◆ **Material for this exercise**
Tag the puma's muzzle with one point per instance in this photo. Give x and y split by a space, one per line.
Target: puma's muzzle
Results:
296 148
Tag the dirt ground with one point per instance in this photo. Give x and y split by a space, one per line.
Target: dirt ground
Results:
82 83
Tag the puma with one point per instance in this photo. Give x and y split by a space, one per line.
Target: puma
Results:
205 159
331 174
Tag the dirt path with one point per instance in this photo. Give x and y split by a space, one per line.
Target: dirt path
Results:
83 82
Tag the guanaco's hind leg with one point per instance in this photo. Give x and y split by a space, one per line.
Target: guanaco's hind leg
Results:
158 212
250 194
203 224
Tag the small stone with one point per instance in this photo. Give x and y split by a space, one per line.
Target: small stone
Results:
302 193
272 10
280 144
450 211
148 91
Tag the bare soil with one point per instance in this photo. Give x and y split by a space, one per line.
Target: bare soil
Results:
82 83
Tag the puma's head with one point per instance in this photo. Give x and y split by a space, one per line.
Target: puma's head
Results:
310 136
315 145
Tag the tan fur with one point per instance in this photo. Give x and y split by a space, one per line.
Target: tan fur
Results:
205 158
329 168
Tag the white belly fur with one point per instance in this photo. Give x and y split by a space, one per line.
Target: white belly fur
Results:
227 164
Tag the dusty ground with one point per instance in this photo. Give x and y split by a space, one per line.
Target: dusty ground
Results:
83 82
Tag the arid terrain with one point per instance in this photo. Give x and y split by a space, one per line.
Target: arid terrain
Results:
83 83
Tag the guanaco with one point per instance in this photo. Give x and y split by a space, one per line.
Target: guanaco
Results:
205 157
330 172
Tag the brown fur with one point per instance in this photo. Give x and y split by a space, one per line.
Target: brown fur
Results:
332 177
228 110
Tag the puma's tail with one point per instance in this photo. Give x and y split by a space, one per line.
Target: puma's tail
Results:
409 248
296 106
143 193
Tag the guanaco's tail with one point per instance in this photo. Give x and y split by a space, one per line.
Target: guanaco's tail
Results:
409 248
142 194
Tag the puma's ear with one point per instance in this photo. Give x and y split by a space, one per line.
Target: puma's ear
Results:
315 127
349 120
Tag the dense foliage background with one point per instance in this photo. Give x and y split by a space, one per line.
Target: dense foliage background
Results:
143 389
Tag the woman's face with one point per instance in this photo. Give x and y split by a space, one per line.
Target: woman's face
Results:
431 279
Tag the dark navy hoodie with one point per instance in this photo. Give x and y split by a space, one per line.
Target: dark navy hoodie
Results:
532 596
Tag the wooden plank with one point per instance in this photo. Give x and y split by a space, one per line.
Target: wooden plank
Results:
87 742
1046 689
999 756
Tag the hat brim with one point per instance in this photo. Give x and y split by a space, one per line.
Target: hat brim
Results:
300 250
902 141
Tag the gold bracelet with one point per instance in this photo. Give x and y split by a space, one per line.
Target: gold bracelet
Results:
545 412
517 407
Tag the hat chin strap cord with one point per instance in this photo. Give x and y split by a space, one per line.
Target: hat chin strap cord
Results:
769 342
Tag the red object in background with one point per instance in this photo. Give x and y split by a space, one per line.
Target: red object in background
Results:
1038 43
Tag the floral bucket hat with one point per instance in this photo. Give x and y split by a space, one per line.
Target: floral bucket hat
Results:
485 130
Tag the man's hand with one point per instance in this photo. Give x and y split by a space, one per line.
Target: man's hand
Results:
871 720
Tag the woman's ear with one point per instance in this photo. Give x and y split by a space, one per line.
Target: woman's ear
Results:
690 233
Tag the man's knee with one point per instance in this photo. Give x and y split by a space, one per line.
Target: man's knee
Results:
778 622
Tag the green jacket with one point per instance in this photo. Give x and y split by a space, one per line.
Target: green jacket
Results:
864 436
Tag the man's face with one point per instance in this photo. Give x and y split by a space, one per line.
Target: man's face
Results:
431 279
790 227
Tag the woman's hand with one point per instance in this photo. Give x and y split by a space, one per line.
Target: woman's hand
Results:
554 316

◆ **Your task**
Print the whole listing exactly as it is.

◆ **Answer below**
Tag the puma's muzzle with one point per instance in this photo. Give x and y split by a space, one per line.
Target: puma's muzzle
Results:
296 148
Tag the dirt ground with one point per instance in this photo. Give x and y split by a space, one per line.
Target: dirt ground
Results:
82 83
Tag the puma with one point per instance in this photo. Give x and y split by a space, one per line.
Target: puma
Results:
205 159
331 174
Tag the dirt path with one point per instance in this photo. Give x and y split by a space, one per line.
Target: dirt path
Results:
83 82
Tag the guanaco's hind leg with one point per instance in this photo. Give x and y split by a space, one per line.
Target: guanaco's hind leg
Results:
158 212
250 194
203 224
Tag the small stone with one point per instance in this photo. Give x and y split by a space, one per line.
Target: small stone
Results:
302 193
272 10
280 144
450 211
148 91
Tag the bare soil with one point per instance in this photo. Give x and y split by a space, one per line.
Target: bare soil
Results:
82 83
Tag the puma's head with one point per instance in this photo. Give x and y split by a space, one per line.
Target: puma's head
Results:
310 136
315 145
Tag the tan fur with one point per instance in this photo. Give x and y split by a space, one per line.
Target: tan fur
Results:
205 158
329 168
Tag the white belly fur with one point per instance in this photo. Give x and y split by a space, one per line.
Target: white belly fur
Results:
227 164
Tag the dusty ground with one point per instance in this photo. Give x and y split by a space, one per line.
Target: dusty ground
Results:
83 82
Tag the arid terrain with one point per instance in this photo. Give x and y split by a space, one per line.
Target: arid terrain
Results:
83 83
Tag the guanaco with one point per instance in this photo. Give x and y split by a space, one per line.
Target: guanaco
Results:
205 157
330 172
Tag the brown fur with one point per instance in this photo. Give x and y split by a space, one per line.
Target: brown fur
Results:
332 177
228 110
Tag the puma's tail with one point per instance in this photo. Give x and y split by a space, one per line.
Target: puma's tail
Results:
409 248
296 106
143 193
Tag the guanaco's tail with one point per instance in this photo. Give x and y split by a space, one per line.
Target: guanaco's tail
Results:
409 248
142 194
Tag the puma's ear with one point per instance in this photo. Give x and y split by a space, one per line.
Target: puma's ear
Results:
315 127
349 120
Tag the dense foliage background with one point per instance in this photo. Give x and y split by a space, one per line.
Target: dense foliage background
Results:
143 389
Tag the woman's face with one point per instance in this photo. Give x and y split by a space, one per line.
Target: woman's face
Results:
431 279
Tag the dark navy hoodie with one point per instance in this photo. Give x and y split by a space, one per line.
Target: dark navy hoodie
Results:
532 596
Tag the wooden plank with one point per instance in this photo. Give x and y split by a space, one per line.
Target: wooden plank
Results:
87 742
1046 689
999 756
Tag the hat brim with one point per instance in this photo. Give x and y split by a space, one per line.
Target: hat brim
Results:
300 250
902 141
Tag the gold bracelet with one point per instance in this photo. Give x and y split by a space, one per line.
Target: gold bracelet
Results:
545 412
517 407
Tag the hat chin strap cord with one point per instance in this photo. Give x and y split by a space, one per line.
Target: hat chin strap cord
Results:
769 342
Tag the red object in background with one point per instance in this photo. Give x and y split by a space, one per line.
Target: red object in background
Results:
1038 43
Tag the floral bucket hat with one point per instance in this photo. Give x and y split by a space, one per line.
Target: floral bucket hat
Results:
485 130
Tag the man's hand with one point per instance in this photo. Give x and y split by a space, one per line.
Target: man's hand
Results:
871 720
Tag the woman's ear with one point per instance in this photo. Give x and y split by a space, one per line.
Target: woman's ear
Results:
690 233
Tag the man's knee with one point per instance in this photo. Give x and y split by a space, one per line.
Target: man's knee
Results:
778 622
Tag the green jacket with one point per instance in this photo. Give x and y split by a space, one per line.
Target: green jacket
Results:
864 436
Tag the man's face with one point per instance in this photo. Give x and y split by a space, one per line.
Target: man's face
Results:
431 279
790 227
Tag the woman's hand with one point per instance in this photo. Give x and y split by a space, one per line.
Target: woman's hand
Results:
554 316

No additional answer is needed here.